━━ EXERCISE INPUTS
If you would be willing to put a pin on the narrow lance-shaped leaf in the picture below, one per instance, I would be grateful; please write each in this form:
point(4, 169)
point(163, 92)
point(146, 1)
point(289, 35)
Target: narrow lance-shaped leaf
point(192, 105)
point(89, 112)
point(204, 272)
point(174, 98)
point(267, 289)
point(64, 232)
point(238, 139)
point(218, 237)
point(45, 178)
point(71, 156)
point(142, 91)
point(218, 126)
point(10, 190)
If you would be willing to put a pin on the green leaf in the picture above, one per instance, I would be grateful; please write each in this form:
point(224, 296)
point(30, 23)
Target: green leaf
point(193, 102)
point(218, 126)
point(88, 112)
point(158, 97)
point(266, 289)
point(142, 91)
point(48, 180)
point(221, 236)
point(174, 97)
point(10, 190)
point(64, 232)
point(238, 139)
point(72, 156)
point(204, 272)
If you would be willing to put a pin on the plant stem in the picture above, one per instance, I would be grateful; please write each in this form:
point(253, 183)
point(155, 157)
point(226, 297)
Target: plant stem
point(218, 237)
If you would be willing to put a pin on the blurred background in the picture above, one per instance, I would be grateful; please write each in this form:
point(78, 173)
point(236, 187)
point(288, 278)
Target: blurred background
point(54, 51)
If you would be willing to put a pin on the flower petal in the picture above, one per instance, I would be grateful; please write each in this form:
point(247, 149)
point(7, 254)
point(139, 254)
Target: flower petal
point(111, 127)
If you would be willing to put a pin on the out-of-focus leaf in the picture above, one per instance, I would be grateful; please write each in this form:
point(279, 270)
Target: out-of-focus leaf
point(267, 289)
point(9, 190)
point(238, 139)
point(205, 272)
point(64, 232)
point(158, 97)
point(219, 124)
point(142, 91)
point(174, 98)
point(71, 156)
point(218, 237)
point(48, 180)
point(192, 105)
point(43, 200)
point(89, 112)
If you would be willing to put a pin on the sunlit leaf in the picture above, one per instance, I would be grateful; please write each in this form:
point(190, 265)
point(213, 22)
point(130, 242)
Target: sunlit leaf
━━━━
## EXERCISE OBJECTIVE
Please copy every item above word for word, line by line.

## ANSWER TO THE PROBLEM
If you would be willing to put a pin on the narrow lance-shaped leaf in the picture below, one per instance, I would be grateful; please write each in this form:
point(4, 169)
point(163, 92)
point(146, 1)
point(289, 35)
Target: narrow lance-shaped leaf
point(192, 105)
point(89, 112)
point(204, 272)
point(174, 98)
point(267, 289)
point(64, 232)
point(238, 139)
point(218, 237)
point(45, 178)
point(71, 156)
point(142, 91)
point(218, 126)
point(10, 190)
If you would be willing to put a pin on the green leaf in the picture above, one per instance, I would be grateful; please write each in this form:
point(224, 296)
point(30, 23)
Target: green leaf
point(193, 102)
point(218, 126)
point(88, 112)
point(158, 97)
point(266, 289)
point(142, 91)
point(48, 180)
point(221, 236)
point(174, 97)
point(10, 190)
point(64, 232)
point(238, 139)
point(72, 156)
point(204, 272)
If you would be willing to put a pin on the plant stem in the picture above, one per instance, I would be grateful; please write each in this form:
point(253, 183)
point(155, 157)
point(226, 297)
Target: plant stem
point(218, 237)
If you would be willing to put a pin on the blurred background in the picture above, one per instance, I would be grateful; please write each in this form:
point(78, 173)
point(236, 187)
point(288, 278)
Target: blurred background
point(54, 51)
If you would be willing to put a pin on the flower petal in the picture above, one per instance, I would be grateful; please write each in this form:
point(247, 149)
point(7, 254)
point(139, 254)
Target: flower petal
point(111, 127)
If you would be willing to put a pin on the out-of-focus leaf in the picture above, one per instance, I would be grateful; please write each in this form:
point(279, 270)
Target: out-of-focus leaf
point(267, 289)
point(9, 190)
point(238, 139)
point(205, 272)
point(64, 232)
point(158, 97)
point(219, 124)
point(142, 91)
point(174, 98)
point(71, 156)
point(218, 237)
point(48, 180)
point(192, 105)
point(43, 200)
point(89, 112)
If you would be willing to put a pin on the sunlit leaf in the picture above, one per instance, I would be grateful; please write each in this form:
point(190, 265)
point(213, 22)
point(130, 242)
Target: sunlit leaf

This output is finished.